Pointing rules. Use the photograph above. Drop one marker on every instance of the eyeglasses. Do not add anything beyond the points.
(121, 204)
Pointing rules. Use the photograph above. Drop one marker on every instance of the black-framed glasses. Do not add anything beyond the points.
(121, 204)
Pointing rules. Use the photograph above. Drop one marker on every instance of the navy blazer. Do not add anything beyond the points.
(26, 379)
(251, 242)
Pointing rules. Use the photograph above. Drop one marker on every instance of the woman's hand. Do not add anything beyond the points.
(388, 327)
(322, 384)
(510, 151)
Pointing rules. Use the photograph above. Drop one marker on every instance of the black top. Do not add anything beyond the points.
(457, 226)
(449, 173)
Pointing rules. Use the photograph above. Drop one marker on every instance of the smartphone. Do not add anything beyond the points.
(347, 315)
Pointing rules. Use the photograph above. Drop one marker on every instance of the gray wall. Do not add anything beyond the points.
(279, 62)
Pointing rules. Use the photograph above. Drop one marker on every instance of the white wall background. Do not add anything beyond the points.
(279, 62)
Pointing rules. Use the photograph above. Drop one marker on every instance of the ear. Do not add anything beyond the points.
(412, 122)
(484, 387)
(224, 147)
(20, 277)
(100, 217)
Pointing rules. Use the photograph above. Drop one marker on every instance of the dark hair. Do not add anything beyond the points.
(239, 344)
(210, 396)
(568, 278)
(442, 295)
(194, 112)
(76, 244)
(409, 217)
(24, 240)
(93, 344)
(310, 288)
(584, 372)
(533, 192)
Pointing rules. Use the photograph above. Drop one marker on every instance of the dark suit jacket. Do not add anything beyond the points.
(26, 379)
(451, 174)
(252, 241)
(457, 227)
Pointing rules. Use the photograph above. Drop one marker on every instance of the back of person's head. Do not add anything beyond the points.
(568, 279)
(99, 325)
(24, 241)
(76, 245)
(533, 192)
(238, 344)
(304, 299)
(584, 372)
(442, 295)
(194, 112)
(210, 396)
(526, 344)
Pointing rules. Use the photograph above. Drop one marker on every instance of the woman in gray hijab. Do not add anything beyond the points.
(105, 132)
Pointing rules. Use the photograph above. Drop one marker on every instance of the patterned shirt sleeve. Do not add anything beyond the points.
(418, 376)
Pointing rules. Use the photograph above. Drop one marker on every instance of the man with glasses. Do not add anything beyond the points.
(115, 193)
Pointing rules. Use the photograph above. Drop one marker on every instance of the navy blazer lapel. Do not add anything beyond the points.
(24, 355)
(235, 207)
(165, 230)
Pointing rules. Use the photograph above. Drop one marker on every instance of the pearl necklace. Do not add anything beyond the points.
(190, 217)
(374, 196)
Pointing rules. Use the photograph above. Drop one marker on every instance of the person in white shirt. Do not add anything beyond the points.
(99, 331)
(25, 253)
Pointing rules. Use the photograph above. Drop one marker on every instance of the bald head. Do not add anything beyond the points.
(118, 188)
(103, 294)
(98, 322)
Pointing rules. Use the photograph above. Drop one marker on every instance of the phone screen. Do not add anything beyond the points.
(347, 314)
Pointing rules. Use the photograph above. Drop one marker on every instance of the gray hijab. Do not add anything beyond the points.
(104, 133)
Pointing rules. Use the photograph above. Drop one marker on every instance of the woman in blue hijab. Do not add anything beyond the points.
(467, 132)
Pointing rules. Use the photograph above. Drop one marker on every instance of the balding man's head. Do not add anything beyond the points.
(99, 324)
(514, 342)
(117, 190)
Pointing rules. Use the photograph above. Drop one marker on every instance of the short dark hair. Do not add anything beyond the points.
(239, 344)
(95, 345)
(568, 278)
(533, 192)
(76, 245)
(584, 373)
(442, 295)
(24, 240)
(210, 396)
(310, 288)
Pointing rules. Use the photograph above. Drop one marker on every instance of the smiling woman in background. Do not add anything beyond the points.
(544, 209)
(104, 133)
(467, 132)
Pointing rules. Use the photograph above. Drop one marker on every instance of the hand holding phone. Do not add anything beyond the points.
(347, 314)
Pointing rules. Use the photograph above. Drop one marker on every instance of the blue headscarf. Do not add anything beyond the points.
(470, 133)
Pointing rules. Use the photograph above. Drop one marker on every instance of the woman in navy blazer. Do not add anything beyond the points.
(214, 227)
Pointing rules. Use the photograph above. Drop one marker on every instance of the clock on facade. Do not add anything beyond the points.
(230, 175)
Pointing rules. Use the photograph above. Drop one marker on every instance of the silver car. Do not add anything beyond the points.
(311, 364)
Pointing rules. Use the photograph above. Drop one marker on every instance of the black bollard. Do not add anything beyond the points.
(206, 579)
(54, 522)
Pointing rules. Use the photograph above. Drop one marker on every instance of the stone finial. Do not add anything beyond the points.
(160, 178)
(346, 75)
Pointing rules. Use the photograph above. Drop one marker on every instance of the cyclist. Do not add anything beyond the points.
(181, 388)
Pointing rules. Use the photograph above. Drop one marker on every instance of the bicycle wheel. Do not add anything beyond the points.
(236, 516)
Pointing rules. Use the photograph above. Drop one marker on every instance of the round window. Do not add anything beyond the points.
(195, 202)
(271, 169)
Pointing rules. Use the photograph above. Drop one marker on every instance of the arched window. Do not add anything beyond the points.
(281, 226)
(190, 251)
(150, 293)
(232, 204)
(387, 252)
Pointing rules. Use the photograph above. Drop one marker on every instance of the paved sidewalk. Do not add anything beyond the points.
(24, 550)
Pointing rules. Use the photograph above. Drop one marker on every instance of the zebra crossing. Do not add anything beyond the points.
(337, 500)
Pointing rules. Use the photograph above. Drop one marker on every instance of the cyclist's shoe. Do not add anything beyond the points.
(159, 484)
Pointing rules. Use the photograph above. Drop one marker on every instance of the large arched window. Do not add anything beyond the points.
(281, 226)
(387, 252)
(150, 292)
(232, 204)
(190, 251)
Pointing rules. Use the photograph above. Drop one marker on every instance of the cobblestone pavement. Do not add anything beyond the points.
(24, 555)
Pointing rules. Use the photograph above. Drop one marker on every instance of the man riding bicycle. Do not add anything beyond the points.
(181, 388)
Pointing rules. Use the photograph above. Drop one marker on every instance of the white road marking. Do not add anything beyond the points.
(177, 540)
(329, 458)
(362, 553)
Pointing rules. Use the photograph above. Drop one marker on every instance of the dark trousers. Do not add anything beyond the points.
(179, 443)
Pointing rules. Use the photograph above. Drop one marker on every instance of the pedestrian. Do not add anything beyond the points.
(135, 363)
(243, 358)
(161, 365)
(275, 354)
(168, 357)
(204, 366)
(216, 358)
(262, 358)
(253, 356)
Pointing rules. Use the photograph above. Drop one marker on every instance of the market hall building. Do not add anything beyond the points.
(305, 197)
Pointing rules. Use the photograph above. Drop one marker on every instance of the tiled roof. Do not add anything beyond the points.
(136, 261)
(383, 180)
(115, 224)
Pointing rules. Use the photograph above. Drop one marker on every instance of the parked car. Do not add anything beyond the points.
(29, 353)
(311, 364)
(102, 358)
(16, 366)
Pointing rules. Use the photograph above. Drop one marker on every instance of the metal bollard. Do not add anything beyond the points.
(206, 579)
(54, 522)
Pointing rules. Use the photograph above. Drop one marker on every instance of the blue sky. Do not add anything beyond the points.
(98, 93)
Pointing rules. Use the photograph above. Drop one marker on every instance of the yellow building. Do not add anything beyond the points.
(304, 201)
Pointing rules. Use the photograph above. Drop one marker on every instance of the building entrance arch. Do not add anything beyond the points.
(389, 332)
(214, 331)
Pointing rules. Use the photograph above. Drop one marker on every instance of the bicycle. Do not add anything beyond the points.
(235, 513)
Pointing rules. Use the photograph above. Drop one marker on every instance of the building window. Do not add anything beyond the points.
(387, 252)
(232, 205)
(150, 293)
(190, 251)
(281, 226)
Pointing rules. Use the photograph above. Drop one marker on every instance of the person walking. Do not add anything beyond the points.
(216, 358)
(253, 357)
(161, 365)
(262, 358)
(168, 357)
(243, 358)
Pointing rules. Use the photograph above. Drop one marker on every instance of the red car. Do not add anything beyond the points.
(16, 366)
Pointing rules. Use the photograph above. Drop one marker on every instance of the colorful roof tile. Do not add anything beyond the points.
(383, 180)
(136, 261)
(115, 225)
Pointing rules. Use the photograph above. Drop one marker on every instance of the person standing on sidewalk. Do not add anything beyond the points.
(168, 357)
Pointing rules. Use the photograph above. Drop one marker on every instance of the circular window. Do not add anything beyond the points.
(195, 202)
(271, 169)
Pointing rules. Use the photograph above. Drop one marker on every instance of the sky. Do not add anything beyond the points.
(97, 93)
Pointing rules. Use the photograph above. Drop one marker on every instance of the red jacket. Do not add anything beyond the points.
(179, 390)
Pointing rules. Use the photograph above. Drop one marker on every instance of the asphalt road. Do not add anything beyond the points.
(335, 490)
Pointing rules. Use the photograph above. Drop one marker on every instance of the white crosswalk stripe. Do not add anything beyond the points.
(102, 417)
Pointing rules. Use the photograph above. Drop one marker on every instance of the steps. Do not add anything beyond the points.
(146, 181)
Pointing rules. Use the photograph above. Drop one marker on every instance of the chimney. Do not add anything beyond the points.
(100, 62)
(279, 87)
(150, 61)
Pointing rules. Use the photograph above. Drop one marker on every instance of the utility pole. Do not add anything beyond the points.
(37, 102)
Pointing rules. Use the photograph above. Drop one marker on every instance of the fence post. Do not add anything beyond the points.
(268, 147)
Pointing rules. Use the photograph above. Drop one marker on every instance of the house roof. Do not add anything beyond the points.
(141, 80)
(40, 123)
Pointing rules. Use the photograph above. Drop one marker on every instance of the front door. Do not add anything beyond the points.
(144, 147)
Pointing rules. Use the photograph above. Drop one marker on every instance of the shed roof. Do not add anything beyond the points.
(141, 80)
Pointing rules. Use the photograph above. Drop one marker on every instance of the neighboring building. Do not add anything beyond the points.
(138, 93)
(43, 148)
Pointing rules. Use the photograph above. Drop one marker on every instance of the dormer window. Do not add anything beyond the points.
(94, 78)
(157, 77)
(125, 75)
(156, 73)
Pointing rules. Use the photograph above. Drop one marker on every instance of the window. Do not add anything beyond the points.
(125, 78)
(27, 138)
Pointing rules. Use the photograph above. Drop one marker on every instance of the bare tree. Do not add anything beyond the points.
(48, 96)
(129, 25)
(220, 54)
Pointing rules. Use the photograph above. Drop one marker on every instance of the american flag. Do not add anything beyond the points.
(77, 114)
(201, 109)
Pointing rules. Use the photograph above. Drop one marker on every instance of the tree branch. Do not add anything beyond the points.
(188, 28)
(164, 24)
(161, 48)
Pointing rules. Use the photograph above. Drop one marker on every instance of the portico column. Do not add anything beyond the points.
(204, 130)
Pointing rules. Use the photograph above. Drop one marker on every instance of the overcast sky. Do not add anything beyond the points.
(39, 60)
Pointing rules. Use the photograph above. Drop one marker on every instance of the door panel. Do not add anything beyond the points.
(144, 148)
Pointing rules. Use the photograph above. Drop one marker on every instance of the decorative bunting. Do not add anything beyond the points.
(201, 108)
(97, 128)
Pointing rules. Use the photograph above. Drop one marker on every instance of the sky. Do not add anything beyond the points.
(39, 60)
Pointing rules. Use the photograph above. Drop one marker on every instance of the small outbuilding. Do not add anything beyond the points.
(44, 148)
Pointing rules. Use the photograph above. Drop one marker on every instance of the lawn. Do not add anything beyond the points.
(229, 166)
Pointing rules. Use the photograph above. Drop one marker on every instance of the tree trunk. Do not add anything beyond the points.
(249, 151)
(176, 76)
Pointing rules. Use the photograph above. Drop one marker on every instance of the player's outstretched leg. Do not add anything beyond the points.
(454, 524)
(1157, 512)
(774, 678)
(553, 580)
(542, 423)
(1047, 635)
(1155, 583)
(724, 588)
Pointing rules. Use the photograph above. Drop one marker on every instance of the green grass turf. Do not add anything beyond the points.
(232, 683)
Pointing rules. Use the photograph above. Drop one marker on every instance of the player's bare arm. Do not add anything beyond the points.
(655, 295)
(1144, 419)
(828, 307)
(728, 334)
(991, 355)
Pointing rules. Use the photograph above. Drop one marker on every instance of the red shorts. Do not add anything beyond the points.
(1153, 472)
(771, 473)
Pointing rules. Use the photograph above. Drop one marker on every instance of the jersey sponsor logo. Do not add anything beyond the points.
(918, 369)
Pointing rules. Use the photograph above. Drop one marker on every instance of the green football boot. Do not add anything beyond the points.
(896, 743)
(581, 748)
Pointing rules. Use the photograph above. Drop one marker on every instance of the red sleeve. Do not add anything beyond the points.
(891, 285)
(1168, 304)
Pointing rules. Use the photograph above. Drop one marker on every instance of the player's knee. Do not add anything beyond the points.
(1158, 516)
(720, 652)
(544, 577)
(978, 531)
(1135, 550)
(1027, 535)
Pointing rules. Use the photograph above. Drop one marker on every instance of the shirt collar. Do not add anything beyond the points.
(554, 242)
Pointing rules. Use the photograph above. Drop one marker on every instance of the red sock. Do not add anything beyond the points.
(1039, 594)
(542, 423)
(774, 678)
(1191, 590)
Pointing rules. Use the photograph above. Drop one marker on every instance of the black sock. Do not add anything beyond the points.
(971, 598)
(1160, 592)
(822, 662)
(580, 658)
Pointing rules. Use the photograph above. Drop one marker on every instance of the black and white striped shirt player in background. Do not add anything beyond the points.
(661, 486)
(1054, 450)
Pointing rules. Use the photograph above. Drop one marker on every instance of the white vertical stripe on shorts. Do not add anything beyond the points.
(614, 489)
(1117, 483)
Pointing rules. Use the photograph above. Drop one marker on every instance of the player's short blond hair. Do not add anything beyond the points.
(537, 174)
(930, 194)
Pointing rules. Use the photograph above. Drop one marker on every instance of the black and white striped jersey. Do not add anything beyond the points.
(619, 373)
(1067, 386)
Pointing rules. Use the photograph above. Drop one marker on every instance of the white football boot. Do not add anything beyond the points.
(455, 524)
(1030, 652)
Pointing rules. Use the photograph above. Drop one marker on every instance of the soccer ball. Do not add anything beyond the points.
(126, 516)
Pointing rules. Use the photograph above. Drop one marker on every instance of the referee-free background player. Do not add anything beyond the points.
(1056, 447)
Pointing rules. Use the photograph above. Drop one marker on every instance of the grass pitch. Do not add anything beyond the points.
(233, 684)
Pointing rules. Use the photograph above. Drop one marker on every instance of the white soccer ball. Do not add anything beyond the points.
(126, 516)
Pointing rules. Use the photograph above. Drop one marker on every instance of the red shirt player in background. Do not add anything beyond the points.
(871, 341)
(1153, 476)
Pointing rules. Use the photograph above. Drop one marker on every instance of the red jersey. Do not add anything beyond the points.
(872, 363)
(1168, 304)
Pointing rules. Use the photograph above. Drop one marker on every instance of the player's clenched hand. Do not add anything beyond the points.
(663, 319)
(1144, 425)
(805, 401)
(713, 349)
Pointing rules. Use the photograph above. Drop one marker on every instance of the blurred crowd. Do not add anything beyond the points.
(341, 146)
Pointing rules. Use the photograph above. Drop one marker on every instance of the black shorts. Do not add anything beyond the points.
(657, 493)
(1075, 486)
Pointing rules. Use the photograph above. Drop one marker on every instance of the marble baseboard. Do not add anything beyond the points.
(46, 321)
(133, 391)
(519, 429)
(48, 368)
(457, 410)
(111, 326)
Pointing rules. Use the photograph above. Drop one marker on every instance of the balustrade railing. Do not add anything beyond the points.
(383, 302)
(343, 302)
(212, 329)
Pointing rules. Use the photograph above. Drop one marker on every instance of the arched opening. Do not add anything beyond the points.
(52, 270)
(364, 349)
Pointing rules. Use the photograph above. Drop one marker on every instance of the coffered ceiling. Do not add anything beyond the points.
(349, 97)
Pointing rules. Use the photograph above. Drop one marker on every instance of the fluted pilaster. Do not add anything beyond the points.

────────────────

Reproduce only the lines running from the one that contains "opening. Do not add anything beyond the points." to the last line of the records.

→ Completed exercise
Pointing rules. Use the photograph above. Drop one marker on every instance of the arched opening. Do not add anything beyond the points.
(52, 270)
(364, 349)
Pointing rules. Use the photograph above. Drop one marker on every instance of the coffered ceiling. Do not add anything beyond the points.
(349, 97)
Pointing rules. Use the photograph above. Drop one marker on every instance of the fluted pilaster. Do not add anything beyond the points.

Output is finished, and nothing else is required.